> [Aim]
Retype exactly the lines from the line with "Task: where can the stone" to the end of the data, keeping both boundary lines.

> [Entries shown]
-- Begin --
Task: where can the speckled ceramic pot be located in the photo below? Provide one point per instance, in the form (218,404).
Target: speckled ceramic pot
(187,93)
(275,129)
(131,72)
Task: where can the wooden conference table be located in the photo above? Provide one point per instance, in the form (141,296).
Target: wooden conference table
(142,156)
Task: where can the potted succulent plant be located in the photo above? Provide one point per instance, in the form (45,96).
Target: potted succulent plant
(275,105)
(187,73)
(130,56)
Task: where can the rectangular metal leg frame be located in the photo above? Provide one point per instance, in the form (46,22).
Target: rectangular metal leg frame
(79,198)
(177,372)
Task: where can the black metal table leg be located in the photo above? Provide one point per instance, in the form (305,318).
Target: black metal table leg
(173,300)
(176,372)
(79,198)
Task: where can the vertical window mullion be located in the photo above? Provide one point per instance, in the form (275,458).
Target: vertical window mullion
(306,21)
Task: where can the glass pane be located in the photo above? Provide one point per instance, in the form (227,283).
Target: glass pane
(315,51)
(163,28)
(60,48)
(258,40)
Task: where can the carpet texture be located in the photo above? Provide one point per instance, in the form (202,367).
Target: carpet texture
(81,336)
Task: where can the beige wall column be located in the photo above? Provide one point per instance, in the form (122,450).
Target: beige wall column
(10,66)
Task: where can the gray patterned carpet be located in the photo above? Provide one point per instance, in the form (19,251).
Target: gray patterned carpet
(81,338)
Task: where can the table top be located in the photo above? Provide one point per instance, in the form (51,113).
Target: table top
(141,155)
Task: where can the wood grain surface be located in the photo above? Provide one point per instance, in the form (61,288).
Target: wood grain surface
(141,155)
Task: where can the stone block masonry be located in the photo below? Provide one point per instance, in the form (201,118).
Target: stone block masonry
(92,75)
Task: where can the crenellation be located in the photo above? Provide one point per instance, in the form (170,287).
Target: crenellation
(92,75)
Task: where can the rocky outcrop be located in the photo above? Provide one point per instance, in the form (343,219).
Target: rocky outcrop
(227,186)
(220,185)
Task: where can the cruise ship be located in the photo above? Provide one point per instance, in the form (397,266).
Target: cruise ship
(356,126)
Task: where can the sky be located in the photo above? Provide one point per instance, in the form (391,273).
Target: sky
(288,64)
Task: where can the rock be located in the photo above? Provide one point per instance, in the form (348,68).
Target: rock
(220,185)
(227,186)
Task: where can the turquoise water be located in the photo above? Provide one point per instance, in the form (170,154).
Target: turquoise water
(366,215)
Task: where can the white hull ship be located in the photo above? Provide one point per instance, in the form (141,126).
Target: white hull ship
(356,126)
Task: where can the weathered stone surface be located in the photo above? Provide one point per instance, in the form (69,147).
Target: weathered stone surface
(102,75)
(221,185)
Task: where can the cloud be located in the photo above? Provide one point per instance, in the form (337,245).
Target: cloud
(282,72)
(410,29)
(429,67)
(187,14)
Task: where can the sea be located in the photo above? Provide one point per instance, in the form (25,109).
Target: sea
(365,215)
-- End --
> [Right answer]
Task: where can the stone block masonry be located in the photo below? Provide one point per instance, in the form (201,118).
Target: stone block masonry
(92,75)
Task: where can the crenellation be located in the photo above? Provide one point per instance, in the form (170,287).
Target: crenellation
(92,75)
Task: where can the rocky outcrop be located in the photo above? Provide one point per instance, in the form (343,219).
Target: rocky outcrop
(227,186)
(220,185)
Task: where can the cruise ship be located in the photo above? Provide one point per instance, in the form (397,266).
Target: cruise ship
(356,126)
Task: where can the sky be located in the photo above? Provide one point per instance, in the form (391,273).
Target: sky
(288,64)
Task: where can the rock be located in the photo above? Provide one point per instance, in the form (348,68).
Target: rock
(220,185)
(227,186)
Task: where can the turquoise water be located in the photo above? Provide one point per instance, in the form (170,154).
Target: turquoise water
(366,215)
Task: where can the white hull ship be located in the photo above? Provide one point per instance, in the form (141,126).
Target: white hull ship
(356,126)
Task: where can the weathered stone surface be located in the photo above? Provide one point per instance, in the form (69,147).
Target: weathered stone surface
(102,75)
(221,185)
Task: where can the cloud be located in the photo above? Provide one point per instance, in the form (337,245).
Target: cloud
(282,72)
(410,29)
(429,67)
(187,14)
Task: where can the sea be located in the photo above? Provide one point per instance, in the form (25,109).
Target: sea
(365,215)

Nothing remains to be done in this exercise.